:: Work to be completed ::
In the SignalBus documentation, transcribe everything from "SignalBus.off" down to "is not a bug.".
BEGIN Source text
A listener is registered at most once per (event_type, fn) pair — re-registration is silently idempotent so module reloads during development do not create duplicate subscriptions.

SignalBus.off

python
def off(self, event_type: type[E], fn: Listener) -> bool

Remove a previously-registered listener.

Returns True when the listener was removed, False when it wasn't registered in the first place. Never raises — callers typically use this during test teardown where a missing listener is not a bug.

SignalBus.listener_count

python
def listener_count(self, event_type: type[LifecycleEvent]) -> int

Total listeners that would be invoked for event_type.

Walks the MRO the same way •emit does, so a listener on LifecycleEvent is counted once for every concrete subclass. Primarily useful for tests and diagnostics.

SignalBus.clear

python
def clear(self) -> None

Remove every listener.

Primarily useful between tests when the same SignalBus is reused across cases.

SignalBus.emit

python
def emit(self, event: LifecycleEvent) -> None

Fire event to every registered listener.

Listeners registered on any class in the event's MRO are invoked, in registration order within a class and most-specific-first across classes. Async listeners are awaited sequentially; sync listeners run inline.

Exceptions inside listeners are logged through the bus's •~lauren.logging.Logger and then swallowed so a misbehaving listener can never break the request path.

SignalBus.emit_sync

python
def emit_sync(self, event: LifecycleEvent) -> None

Synchronous variant of •emit.

Used from framework code paths that are not themselves async (startup / shutdown construction). Async listeners are scheduled on the running loop when one is available and otherwise skipped with a warning — we never create an event loop just to run a listener, because doing so would subtly break applications that rely on a specific loop policy.

Lifecycle events

LifecycleEvent

python
class LifecycleEvent(timestamp: float = time.monotonic())

Base class for every event published on the •SignalBus.

Subclasses carry event-specific context (the live Request, the duration, the captured exception, ...). The base class only holds a monotonic timestamp so listeners can compute deltas without having to record wall-clock time themselves.

StartupBegin

python
class StartupBegin(timestamp: float = time.monotonic(), app: Any = None)
END Source text
BEGIN Excerpted records
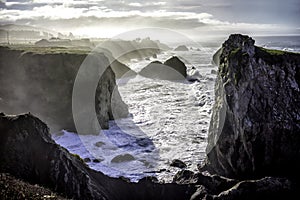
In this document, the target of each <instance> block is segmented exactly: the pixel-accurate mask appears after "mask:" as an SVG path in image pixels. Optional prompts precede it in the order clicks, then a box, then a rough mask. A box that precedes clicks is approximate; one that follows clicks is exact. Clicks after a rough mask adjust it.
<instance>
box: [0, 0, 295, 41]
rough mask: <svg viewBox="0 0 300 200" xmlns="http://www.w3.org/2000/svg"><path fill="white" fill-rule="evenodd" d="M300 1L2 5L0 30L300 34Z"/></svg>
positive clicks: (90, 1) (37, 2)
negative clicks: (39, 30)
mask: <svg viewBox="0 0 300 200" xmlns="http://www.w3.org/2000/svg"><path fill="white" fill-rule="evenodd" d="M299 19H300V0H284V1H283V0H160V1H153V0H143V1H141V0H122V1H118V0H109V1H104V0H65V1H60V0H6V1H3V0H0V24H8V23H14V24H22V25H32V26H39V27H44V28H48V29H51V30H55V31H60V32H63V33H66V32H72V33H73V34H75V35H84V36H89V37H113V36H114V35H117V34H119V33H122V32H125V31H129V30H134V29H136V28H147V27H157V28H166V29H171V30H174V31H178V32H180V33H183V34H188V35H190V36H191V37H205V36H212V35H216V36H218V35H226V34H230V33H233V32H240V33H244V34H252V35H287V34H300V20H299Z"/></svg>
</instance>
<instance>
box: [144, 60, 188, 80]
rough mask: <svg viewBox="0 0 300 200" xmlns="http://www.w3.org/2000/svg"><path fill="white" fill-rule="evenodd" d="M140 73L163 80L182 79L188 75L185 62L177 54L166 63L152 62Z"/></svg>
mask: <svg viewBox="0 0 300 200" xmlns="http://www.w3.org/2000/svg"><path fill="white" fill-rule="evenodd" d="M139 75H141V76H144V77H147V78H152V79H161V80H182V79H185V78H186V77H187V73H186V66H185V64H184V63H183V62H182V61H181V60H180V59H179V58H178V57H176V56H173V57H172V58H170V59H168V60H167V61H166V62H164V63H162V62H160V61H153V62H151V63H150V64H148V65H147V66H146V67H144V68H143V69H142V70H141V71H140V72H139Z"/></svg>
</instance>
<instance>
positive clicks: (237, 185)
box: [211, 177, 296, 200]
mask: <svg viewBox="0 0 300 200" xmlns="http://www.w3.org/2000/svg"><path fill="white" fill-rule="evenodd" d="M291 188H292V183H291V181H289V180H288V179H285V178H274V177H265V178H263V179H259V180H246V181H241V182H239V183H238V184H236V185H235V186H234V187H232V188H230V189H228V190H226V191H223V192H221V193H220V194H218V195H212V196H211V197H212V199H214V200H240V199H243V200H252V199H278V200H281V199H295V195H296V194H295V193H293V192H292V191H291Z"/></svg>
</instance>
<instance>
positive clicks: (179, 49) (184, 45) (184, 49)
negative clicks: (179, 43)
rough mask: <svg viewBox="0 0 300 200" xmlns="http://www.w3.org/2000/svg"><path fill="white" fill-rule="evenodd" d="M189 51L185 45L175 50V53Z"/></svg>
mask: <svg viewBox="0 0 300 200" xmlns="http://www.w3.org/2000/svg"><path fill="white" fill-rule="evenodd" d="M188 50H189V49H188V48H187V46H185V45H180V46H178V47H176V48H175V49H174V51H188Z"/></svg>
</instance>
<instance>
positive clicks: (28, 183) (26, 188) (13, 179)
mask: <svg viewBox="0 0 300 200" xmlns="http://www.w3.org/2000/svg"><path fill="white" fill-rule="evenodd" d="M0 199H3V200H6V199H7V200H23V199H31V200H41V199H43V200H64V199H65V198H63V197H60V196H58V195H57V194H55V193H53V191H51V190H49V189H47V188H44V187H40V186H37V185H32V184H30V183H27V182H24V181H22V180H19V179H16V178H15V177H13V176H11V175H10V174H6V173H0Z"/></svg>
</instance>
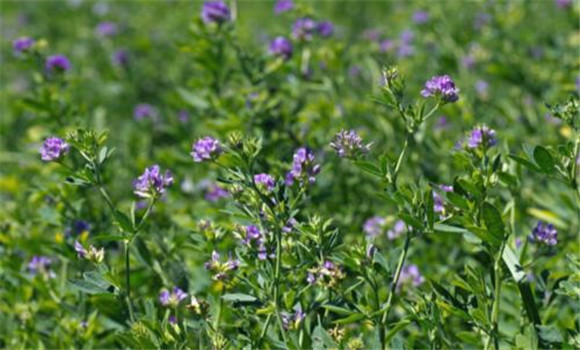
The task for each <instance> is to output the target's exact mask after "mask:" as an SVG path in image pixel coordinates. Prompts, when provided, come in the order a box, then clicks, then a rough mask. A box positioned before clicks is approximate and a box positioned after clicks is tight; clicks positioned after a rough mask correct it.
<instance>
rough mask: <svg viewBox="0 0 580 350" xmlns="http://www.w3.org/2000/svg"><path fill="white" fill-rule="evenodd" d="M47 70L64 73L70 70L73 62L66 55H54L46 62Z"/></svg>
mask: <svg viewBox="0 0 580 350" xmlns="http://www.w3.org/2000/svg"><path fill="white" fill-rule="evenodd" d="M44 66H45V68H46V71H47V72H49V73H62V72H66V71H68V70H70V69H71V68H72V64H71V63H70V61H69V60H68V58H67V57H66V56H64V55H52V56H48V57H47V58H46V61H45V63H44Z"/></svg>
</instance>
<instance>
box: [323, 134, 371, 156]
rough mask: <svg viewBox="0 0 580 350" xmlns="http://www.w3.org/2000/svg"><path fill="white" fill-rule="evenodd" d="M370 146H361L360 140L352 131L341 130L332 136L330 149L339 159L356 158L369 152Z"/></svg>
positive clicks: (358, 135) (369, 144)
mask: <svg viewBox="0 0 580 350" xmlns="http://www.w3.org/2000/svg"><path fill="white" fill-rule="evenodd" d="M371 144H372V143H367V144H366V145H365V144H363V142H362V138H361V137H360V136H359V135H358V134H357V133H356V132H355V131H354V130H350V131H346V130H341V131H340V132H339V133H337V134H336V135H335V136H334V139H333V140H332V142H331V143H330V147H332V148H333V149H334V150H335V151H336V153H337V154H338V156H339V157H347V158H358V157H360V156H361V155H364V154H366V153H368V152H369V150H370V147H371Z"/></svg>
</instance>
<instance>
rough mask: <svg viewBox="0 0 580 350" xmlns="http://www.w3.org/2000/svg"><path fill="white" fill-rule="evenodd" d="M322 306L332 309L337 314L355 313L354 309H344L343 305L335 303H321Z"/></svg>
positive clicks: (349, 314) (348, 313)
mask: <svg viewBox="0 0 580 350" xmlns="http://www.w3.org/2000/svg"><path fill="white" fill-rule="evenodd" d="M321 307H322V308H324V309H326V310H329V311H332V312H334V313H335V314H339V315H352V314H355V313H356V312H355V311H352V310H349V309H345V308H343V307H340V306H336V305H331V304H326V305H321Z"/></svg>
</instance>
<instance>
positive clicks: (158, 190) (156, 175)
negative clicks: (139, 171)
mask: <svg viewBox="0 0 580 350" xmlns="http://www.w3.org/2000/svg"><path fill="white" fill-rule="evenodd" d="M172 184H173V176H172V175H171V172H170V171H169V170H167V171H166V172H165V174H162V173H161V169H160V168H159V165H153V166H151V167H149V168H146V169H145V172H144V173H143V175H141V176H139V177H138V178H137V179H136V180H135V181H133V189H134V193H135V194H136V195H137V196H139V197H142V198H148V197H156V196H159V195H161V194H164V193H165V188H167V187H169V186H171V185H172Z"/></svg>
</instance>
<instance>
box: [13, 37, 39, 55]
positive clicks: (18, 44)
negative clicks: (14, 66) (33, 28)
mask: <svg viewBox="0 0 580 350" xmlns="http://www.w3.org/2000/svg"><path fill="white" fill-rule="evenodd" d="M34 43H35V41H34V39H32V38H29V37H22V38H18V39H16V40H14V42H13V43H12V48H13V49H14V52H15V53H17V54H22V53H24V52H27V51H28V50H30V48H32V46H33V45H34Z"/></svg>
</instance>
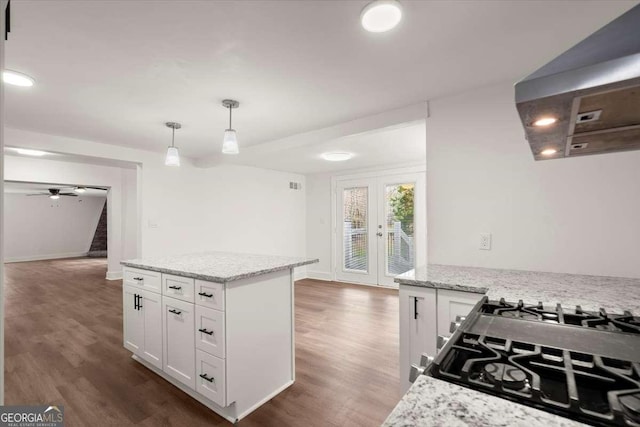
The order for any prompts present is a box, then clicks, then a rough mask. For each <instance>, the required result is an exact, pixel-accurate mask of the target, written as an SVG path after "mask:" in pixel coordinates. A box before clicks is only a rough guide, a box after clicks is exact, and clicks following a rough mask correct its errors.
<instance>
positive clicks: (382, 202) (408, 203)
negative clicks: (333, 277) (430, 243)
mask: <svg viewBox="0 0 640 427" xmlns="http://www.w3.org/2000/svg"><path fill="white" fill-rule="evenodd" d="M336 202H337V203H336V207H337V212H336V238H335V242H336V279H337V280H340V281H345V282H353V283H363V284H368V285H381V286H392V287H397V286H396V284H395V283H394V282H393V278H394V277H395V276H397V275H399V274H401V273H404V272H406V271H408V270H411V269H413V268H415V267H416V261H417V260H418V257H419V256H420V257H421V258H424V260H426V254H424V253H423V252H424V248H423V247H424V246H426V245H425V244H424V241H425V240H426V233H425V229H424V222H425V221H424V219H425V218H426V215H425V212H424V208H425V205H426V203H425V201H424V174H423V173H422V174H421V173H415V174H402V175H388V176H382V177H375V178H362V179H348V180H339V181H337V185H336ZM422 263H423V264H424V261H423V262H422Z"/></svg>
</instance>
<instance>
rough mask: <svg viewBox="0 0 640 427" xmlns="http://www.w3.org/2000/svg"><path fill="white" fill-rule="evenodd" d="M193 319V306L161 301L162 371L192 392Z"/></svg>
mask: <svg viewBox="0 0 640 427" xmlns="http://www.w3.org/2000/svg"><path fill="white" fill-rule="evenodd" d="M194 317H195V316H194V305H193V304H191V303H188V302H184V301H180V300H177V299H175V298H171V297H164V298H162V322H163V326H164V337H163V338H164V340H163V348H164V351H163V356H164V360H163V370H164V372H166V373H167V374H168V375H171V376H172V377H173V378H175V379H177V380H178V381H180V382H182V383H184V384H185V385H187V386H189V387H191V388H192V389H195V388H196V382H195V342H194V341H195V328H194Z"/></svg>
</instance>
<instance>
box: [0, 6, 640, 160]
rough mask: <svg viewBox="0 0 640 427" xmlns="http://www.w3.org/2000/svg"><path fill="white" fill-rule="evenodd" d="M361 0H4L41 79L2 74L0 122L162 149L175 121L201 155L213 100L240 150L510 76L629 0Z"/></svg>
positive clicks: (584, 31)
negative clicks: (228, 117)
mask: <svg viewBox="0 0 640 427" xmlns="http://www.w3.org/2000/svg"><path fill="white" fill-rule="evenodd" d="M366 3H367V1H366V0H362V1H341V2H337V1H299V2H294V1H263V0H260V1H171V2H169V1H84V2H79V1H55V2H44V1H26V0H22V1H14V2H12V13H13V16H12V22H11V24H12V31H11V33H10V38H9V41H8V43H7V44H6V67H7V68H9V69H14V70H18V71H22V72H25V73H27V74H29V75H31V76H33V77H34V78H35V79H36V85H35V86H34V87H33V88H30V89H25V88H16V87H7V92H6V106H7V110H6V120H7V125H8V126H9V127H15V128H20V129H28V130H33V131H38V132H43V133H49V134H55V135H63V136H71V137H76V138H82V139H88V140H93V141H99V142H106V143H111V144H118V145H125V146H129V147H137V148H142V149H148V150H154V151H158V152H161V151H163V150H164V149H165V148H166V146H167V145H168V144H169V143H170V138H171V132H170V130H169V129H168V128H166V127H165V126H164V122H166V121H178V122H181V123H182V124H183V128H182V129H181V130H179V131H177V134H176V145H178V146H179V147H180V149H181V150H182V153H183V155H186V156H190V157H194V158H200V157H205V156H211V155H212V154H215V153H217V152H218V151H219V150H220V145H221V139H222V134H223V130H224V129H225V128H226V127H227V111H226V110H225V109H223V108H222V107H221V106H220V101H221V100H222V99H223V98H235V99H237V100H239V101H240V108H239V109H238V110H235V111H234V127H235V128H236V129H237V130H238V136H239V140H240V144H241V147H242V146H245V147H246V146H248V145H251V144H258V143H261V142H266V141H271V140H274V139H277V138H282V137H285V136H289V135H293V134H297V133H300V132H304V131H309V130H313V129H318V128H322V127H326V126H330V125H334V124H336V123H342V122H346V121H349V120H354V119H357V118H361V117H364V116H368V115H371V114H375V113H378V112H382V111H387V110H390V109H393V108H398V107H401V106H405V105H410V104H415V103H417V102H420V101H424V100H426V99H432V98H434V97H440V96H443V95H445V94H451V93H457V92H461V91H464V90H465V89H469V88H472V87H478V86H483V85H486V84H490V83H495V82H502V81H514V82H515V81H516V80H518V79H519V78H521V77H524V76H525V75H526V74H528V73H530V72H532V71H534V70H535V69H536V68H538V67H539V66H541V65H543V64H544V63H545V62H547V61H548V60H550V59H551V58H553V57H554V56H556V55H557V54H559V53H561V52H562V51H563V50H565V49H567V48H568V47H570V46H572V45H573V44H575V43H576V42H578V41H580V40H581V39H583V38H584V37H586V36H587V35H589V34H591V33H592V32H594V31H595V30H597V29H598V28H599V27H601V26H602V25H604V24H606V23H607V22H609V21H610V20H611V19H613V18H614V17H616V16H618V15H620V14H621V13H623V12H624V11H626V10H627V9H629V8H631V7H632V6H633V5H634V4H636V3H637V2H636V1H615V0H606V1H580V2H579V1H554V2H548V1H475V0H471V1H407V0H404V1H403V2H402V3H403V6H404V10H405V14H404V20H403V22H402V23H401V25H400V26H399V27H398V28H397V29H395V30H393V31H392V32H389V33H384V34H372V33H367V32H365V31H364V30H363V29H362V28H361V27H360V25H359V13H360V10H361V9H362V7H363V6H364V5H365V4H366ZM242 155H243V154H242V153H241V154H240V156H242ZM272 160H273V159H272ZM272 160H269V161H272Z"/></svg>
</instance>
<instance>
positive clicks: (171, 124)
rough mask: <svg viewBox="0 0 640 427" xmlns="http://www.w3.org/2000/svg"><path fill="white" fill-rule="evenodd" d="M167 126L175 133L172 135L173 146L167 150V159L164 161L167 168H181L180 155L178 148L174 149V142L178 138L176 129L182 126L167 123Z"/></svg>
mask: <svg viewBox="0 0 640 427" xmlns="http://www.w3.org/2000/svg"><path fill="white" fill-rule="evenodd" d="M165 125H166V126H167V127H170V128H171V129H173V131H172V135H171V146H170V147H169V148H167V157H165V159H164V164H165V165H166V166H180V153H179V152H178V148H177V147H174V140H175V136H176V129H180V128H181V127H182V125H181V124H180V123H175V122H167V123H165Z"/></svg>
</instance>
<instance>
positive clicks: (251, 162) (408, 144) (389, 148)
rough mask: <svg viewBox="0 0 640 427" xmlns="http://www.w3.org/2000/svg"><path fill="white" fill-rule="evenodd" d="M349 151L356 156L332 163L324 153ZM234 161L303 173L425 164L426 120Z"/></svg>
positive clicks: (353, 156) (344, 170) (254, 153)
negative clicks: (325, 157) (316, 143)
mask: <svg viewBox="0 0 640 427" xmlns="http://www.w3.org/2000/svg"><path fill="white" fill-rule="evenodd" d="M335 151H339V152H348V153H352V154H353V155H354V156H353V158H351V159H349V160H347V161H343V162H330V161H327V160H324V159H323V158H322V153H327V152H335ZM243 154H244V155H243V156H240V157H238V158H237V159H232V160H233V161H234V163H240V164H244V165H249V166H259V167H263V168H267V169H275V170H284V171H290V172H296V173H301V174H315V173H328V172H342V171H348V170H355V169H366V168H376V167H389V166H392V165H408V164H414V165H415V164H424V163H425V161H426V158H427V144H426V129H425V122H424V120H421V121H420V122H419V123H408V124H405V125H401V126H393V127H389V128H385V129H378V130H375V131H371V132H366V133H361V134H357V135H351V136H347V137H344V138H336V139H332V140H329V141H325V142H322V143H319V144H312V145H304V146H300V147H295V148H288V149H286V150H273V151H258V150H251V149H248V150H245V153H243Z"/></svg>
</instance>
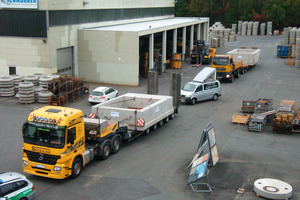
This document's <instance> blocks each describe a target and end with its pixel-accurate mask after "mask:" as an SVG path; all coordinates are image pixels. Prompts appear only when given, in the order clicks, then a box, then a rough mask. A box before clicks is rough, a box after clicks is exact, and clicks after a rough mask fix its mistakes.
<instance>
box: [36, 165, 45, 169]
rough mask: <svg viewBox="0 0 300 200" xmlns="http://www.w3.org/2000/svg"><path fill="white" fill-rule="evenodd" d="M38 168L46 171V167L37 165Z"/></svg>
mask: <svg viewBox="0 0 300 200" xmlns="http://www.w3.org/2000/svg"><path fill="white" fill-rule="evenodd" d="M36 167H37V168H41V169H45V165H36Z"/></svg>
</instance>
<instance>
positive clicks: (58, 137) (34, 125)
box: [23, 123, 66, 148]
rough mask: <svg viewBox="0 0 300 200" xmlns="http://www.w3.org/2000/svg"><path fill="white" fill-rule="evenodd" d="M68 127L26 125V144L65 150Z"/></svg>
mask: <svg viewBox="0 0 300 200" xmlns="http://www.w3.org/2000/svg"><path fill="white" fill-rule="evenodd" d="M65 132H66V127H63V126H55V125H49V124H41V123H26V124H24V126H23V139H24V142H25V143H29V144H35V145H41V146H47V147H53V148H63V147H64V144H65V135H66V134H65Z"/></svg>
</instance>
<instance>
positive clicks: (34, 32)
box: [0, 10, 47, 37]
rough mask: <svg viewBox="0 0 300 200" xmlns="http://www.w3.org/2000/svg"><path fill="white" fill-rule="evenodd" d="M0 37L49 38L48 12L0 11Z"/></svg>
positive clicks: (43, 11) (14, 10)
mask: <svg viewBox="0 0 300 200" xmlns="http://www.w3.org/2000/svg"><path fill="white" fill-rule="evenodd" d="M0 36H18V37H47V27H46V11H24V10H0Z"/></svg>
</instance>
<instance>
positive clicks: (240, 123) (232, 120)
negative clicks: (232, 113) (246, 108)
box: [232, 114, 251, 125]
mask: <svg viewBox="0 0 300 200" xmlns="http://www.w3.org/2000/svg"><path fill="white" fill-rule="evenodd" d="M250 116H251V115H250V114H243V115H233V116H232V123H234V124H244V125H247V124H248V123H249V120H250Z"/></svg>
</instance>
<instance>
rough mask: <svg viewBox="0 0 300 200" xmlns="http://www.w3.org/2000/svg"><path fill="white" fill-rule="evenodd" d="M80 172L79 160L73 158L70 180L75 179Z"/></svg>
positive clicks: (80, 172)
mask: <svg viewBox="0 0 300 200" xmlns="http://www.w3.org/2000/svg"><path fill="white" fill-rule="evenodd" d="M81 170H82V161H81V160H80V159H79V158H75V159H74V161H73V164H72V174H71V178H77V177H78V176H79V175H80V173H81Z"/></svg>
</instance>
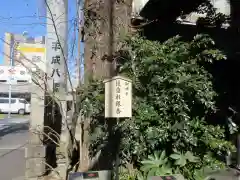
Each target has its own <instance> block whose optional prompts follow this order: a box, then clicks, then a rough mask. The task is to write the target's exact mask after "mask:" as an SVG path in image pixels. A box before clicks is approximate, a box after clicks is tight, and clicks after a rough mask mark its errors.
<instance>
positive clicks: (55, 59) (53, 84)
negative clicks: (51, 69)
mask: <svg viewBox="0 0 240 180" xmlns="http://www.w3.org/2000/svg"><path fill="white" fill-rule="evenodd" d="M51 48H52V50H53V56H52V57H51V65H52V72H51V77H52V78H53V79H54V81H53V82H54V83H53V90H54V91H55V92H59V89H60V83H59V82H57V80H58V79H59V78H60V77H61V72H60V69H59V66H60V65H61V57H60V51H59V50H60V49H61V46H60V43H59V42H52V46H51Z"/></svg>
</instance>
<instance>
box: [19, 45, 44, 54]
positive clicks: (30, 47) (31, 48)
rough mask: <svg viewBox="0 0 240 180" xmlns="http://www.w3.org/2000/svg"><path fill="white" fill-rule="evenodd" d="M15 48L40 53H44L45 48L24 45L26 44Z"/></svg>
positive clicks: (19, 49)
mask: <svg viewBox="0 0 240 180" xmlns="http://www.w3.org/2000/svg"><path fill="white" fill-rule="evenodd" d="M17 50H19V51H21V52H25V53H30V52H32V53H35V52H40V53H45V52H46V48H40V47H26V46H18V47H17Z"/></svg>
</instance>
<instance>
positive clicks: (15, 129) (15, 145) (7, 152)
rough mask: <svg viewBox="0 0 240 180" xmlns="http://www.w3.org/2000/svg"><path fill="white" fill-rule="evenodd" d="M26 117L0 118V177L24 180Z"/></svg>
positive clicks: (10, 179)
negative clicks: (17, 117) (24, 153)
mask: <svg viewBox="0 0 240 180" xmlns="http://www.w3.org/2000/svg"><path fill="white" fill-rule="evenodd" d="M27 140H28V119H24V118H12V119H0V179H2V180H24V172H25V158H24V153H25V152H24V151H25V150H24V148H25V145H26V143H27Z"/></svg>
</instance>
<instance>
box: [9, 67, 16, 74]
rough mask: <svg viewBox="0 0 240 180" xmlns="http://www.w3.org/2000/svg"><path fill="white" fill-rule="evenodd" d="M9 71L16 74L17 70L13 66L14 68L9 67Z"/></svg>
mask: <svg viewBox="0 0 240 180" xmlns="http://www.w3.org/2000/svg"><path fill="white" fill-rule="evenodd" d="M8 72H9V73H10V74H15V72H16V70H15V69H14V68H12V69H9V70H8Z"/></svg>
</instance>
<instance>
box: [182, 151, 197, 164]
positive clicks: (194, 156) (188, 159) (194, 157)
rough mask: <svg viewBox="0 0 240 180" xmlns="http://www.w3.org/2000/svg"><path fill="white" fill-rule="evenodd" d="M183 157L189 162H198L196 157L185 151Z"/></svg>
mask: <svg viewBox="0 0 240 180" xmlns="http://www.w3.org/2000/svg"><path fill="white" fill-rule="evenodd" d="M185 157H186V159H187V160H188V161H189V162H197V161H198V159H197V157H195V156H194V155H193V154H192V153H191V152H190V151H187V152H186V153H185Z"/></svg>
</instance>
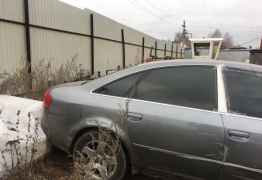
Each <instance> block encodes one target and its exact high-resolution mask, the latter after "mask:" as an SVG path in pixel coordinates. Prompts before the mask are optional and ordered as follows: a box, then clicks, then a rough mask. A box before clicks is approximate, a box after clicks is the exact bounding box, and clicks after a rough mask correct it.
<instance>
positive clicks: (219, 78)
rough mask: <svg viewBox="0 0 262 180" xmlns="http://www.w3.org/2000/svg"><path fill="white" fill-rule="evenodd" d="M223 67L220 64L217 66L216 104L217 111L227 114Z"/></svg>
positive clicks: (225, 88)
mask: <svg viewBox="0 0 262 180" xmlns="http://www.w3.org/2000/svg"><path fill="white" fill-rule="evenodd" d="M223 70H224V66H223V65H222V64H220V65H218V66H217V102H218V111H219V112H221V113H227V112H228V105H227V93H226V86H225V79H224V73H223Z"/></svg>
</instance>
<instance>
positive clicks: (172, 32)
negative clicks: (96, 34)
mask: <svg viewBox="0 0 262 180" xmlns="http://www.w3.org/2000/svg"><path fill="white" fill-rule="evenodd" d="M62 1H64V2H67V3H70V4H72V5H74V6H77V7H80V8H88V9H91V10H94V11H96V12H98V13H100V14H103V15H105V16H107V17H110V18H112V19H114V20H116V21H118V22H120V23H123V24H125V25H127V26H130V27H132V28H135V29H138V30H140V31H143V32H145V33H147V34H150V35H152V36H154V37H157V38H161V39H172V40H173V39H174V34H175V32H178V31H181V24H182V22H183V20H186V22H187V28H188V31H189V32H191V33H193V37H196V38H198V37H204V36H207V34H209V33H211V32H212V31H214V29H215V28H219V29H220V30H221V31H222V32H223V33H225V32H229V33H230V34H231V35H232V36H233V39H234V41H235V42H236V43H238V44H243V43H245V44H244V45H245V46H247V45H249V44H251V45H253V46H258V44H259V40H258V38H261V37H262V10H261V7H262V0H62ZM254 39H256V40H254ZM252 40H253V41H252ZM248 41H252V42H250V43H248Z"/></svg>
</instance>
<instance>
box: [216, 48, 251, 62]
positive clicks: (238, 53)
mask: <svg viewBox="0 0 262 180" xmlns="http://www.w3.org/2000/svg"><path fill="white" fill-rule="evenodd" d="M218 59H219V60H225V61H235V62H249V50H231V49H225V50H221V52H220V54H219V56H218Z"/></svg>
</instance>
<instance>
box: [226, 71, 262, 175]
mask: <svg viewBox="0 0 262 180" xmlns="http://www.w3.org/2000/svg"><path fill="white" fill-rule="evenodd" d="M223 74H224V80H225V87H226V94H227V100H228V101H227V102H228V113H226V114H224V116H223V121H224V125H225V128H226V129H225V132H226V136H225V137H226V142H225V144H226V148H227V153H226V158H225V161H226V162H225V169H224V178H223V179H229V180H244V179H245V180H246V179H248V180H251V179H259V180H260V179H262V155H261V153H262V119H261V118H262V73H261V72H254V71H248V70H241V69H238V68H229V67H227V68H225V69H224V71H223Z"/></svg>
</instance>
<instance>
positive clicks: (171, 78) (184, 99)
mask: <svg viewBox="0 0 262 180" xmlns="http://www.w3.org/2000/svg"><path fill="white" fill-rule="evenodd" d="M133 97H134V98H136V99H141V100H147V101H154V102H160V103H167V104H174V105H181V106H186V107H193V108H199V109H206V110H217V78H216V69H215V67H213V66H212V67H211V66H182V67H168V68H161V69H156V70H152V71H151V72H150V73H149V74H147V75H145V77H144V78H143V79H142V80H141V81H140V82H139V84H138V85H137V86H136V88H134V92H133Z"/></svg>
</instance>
END Excerpted records
:: Output below ::
SignalBus.off

python
def off(self, event_type: type[E], fn: Listener) -> bool

Remove a previously-registered listener.

Returns True when the listener was removed, False when it wasn't registered in the first place. Never raises — callers typically use this during test teardown where a missing listener is not a bug.